***** Supplied information *****

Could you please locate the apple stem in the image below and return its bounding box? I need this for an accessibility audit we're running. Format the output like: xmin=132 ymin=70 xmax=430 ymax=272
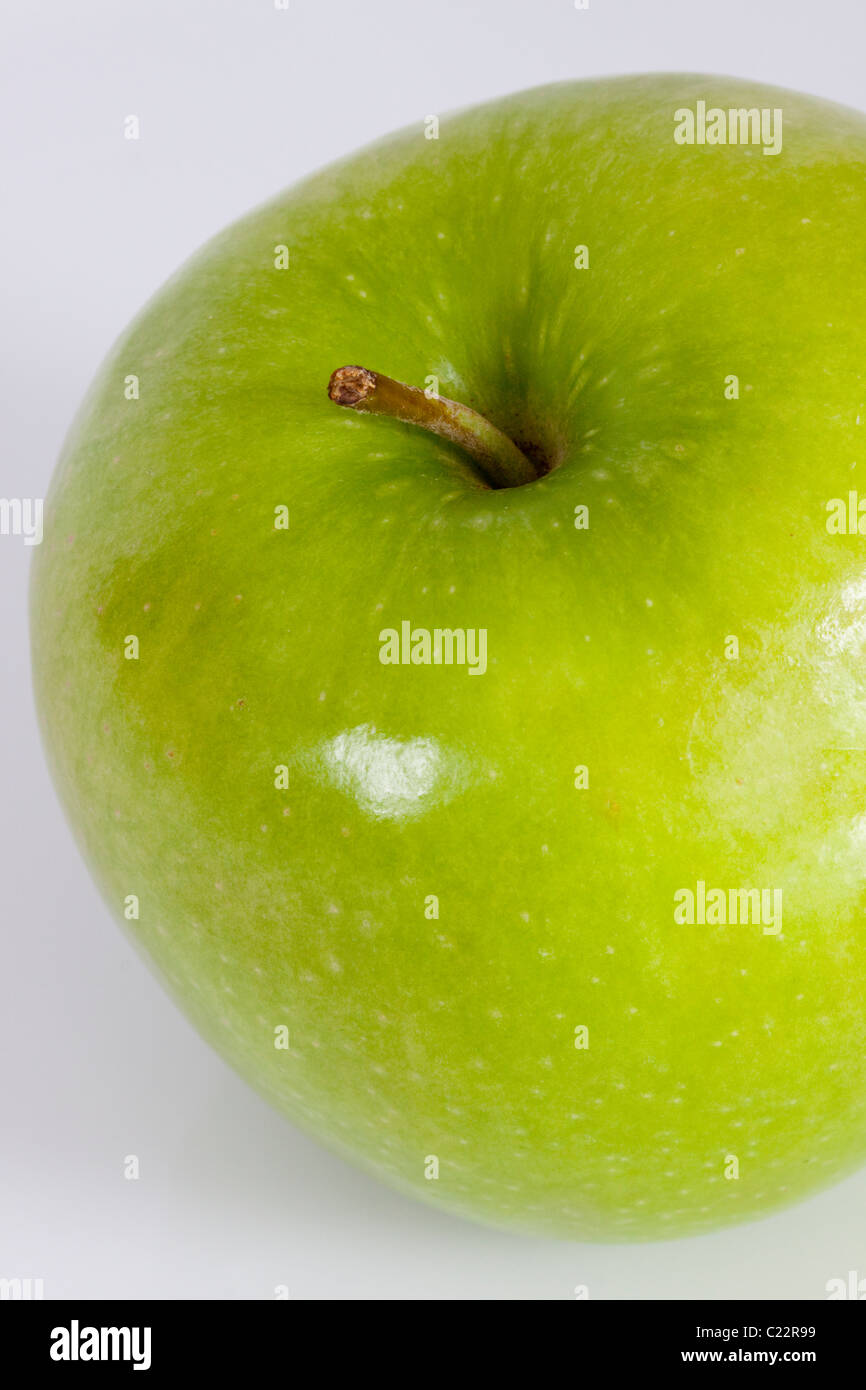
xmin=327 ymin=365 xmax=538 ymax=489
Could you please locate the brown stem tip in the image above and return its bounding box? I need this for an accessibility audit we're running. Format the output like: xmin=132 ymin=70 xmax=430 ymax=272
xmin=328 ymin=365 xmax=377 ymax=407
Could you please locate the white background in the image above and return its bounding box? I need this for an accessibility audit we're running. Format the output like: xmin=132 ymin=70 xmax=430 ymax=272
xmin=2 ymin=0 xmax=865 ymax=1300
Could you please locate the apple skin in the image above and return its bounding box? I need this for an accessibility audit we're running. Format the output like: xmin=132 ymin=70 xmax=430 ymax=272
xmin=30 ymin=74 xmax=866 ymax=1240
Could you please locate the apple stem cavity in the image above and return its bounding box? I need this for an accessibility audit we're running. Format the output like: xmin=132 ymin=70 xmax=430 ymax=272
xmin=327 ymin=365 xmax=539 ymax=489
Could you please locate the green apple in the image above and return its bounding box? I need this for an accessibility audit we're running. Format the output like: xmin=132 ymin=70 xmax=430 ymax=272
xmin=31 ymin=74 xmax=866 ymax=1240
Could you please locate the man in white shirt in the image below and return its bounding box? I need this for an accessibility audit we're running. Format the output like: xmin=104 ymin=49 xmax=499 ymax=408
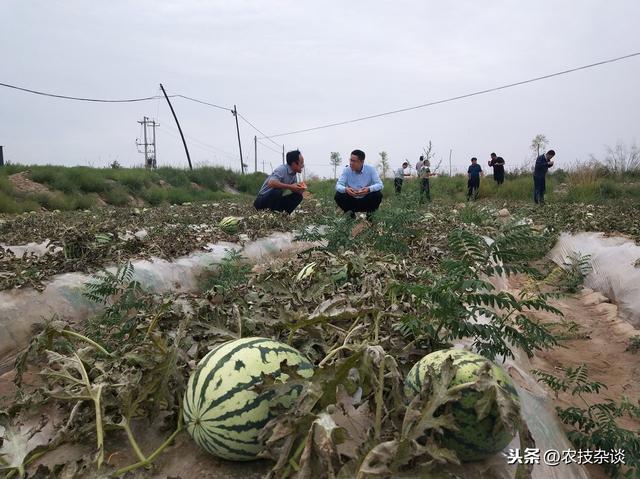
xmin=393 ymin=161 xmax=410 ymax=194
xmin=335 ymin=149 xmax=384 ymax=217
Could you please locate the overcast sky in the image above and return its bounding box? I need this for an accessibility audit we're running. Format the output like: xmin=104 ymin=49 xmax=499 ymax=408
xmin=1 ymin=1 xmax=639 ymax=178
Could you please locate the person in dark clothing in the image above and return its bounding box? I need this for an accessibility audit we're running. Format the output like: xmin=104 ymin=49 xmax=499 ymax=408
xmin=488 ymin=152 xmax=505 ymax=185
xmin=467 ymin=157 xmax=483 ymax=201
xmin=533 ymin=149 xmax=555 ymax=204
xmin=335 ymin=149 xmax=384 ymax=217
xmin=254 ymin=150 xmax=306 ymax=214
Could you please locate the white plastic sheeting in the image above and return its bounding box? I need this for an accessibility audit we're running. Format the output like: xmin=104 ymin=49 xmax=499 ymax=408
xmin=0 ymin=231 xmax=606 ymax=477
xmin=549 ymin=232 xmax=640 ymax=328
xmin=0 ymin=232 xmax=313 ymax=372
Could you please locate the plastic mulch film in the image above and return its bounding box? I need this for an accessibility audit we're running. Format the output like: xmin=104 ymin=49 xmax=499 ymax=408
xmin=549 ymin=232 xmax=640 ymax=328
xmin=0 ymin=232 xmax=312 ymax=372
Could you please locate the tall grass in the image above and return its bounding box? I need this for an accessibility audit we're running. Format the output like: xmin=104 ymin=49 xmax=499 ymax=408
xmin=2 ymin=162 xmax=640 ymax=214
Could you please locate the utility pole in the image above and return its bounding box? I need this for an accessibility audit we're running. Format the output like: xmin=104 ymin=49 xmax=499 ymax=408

*****

* What this task involves: Your copy should match every record exactly and contain no pictures.

* Task answer:
Could you please locate the apple stem in the image below and return its bounding box? I need this for an accessibility audit we're running. Format the output like: xmin=132 ymin=70 xmax=430 ymax=272
xmin=327 ymin=365 xmax=538 ymax=489
Could you please locate the brown stem tip in the image above and return its bounding box? I need this for an accessibility audit we're running. Format the output like: xmin=132 ymin=70 xmax=430 ymax=272
xmin=328 ymin=365 xmax=377 ymax=407
Could you please locate the white background in the image above and return its bounding box? I need this for an accessibility audit we're running. Format the output like: xmin=132 ymin=70 xmax=430 ymax=272
xmin=2 ymin=0 xmax=865 ymax=1300
Could you please locate the apple skin in the image above and return its bounding box? I need this for an accessibility audit we're running. Format the output like: xmin=132 ymin=70 xmax=430 ymax=272
xmin=30 ymin=74 xmax=866 ymax=1240
Could you please locate the apple stem cavity in the image above and return its bounding box? I need this for an accessibility audit we're running. Format the output like: xmin=132 ymin=70 xmax=430 ymax=272
xmin=327 ymin=365 xmax=539 ymax=489
Could you please locate the green apple in the image above and return its bounding box? I need this for an accessibility audit we're running. Format the output like: xmin=132 ymin=70 xmax=430 ymax=272
xmin=31 ymin=74 xmax=866 ymax=1240
Could you please locate the man in white shirt in the image below and return its bounding box? I need this for an accessibility audit we're running. Format the output like: xmin=104 ymin=49 xmax=499 ymax=408
xmin=393 ymin=161 xmax=410 ymax=194
xmin=335 ymin=149 xmax=384 ymax=217
Could you please locate the overcast sky in the image above and return its bounding box? I need this for an accessibility audit we're running. Format the output like: xmin=104 ymin=49 xmax=499 ymax=408
xmin=1 ymin=1 xmax=639 ymax=178
Could you please locate the person in dark clothing in the image above and return its bounding box? I need this for an accessibility audit we're running. Format the output like: xmin=104 ymin=49 xmax=499 ymax=408
xmin=488 ymin=152 xmax=505 ymax=185
xmin=467 ymin=157 xmax=483 ymax=201
xmin=533 ymin=149 xmax=555 ymax=204
xmin=335 ymin=149 xmax=384 ymax=217
xmin=254 ymin=150 xmax=306 ymax=214
Could you please locate the white plastic sheeting in the image above and return its bounding box? I need this for an accessibility audit we're running. Format the output like: xmin=104 ymin=49 xmax=499 ymax=408
xmin=0 ymin=231 xmax=606 ymax=477
xmin=549 ymin=232 xmax=640 ymax=328
xmin=0 ymin=232 xmax=313 ymax=372
Could you please locate the plastic mulch film in the image above and return its bounding box? I need this for an accessibility audit we're running. Format the output like: xmin=104 ymin=49 xmax=499 ymax=408
xmin=549 ymin=232 xmax=640 ymax=328
xmin=0 ymin=232 xmax=312 ymax=372
Could you please locate the tall grass in the image above and return its bounding box? I need this for an accessibility audit we're running. Format the output like: xmin=104 ymin=49 xmax=499 ymax=408
xmin=2 ymin=162 xmax=640 ymax=214
Could you please locate the utility pole in the image above and return its bounding box? I need this for an accessibility audit we're running. Format the output like: xmin=104 ymin=49 xmax=499 ymax=408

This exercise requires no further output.